begin Raw data

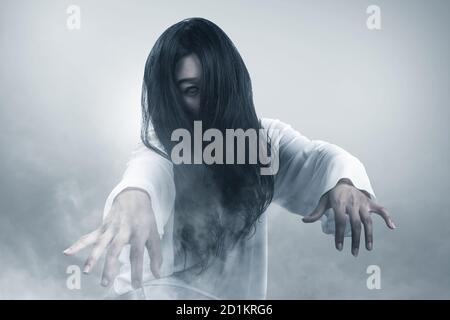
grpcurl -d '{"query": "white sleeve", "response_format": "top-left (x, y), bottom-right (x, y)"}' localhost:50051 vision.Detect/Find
top-left (103, 137), bottom-right (175, 237)
top-left (266, 120), bottom-right (375, 235)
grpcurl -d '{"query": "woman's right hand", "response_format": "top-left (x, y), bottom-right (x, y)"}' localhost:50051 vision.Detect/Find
top-left (64, 188), bottom-right (162, 288)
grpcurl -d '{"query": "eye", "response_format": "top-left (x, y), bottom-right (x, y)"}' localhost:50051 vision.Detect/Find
top-left (184, 86), bottom-right (200, 96)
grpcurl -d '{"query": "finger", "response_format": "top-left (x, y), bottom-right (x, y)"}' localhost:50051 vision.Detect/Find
top-left (333, 206), bottom-right (347, 251)
top-left (63, 229), bottom-right (101, 256)
top-left (83, 228), bottom-right (115, 273)
top-left (359, 208), bottom-right (373, 251)
top-left (348, 206), bottom-right (361, 257)
top-left (145, 232), bottom-right (163, 279)
top-left (101, 234), bottom-right (128, 287)
top-left (369, 202), bottom-right (396, 229)
top-left (302, 195), bottom-right (328, 223)
top-left (130, 240), bottom-right (145, 289)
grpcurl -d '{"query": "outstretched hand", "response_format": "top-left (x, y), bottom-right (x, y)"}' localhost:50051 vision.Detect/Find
top-left (64, 189), bottom-right (162, 288)
top-left (303, 179), bottom-right (395, 257)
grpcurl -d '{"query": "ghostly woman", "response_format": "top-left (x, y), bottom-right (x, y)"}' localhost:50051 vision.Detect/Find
top-left (65, 18), bottom-right (395, 299)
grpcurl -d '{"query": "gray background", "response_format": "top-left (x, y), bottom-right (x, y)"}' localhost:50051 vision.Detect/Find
top-left (0, 0), bottom-right (450, 299)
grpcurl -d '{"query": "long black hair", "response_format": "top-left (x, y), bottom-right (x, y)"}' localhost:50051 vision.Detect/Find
top-left (141, 18), bottom-right (274, 270)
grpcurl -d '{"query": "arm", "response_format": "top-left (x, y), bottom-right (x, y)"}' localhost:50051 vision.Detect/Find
top-left (64, 131), bottom-right (175, 288)
top-left (263, 120), bottom-right (395, 255)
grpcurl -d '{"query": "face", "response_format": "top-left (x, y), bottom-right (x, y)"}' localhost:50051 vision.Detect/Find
top-left (175, 54), bottom-right (202, 115)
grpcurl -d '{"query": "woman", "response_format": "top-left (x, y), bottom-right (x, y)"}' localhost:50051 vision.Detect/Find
top-left (65, 18), bottom-right (395, 298)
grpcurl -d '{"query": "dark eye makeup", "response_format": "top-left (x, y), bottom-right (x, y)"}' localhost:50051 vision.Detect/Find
top-left (183, 86), bottom-right (199, 96)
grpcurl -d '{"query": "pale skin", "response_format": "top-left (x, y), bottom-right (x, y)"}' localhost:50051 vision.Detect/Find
top-left (64, 54), bottom-right (395, 288)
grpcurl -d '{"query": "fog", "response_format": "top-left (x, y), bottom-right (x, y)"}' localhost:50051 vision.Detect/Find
top-left (0, 0), bottom-right (450, 299)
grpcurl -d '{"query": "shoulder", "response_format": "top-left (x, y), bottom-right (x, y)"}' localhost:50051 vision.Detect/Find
top-left (260, 118), bottom-right (296, 139)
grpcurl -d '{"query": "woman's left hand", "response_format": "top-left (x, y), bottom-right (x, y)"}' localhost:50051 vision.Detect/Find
top-left (303, 179), bottom-right (395, 257)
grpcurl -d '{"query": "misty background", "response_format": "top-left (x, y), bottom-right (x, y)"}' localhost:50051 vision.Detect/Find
top-left (0, 0), bottom-right (450, 299)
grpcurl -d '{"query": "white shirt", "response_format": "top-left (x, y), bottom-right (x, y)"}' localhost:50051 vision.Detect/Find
top-left (104, 119), bottom-right (375, 299)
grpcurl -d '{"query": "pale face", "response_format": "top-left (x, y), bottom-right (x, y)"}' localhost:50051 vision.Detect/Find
top-left (175, 54), bottom-right (202, 115)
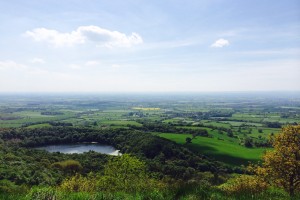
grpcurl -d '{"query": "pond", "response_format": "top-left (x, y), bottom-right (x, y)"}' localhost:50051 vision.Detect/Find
top-left (36, 143), bottom-right (121, 156)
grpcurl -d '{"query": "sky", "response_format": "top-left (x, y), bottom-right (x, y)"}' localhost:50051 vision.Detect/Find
top-left (0, 0), bottom-right (300, 92)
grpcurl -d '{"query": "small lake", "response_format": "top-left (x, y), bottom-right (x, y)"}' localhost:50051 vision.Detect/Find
top-left (36, 143), bottom-right (120, 156)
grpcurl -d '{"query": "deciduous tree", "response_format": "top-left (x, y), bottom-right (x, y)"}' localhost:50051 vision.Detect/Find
top-left (253, 125), bottom-right (300, 196)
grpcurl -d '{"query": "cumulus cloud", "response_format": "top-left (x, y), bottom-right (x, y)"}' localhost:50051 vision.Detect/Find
top-left (30, 58), bottom-right (45, 64)
top-left (25, 26), bottom-right (143, 47)
top-left (211, 38), bottom-right (229, 48)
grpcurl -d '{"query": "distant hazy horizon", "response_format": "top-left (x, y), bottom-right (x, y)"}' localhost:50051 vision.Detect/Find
top-left (0, 0), bottom-right (300, 93)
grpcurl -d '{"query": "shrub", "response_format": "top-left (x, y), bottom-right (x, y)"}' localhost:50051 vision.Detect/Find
top-left (219, 175), bottom-right (268, 195)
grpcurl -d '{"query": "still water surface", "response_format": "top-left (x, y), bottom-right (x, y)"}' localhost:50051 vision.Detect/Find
top-left (37, 144), bottom-right (120, 156)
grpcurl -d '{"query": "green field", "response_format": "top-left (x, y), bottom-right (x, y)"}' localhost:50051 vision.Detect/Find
top-left (159, 133), bottom-right (266, 165)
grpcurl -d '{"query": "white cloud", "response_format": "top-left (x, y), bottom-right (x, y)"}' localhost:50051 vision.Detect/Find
top-left (0, 60), bottom-right (27, 70)
top-left (30, 58), bottom-right (45, 64)
top-left (85, 60), bottom-right (100, 67)
top-left (211, 38), bottom-right (229, 48)
top-left (69, 64), bottom-right (82, 69)
top-left (25, 26), bottom-right (143, 47)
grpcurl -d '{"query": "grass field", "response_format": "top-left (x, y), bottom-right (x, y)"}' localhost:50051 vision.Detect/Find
top-left (159, 133), bottom-right (266, 165)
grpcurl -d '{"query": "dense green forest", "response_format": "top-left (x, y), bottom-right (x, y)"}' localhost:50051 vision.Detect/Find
top-left (0, 94), bottom-right (300, 199)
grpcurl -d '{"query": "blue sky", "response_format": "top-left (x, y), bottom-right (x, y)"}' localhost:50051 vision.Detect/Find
top-left (0, 0), bottom-right (300, 92)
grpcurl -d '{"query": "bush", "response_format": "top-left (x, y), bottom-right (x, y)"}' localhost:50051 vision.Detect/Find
top-left (219, 175), bottom-right (268, 196)
top-left (26, 187), bottom-right (59, 200)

end Raw data

**Objective**
Please count the lines in the entries above that contain the word "pale". Reply with the number alone.

**Exercise solution**
2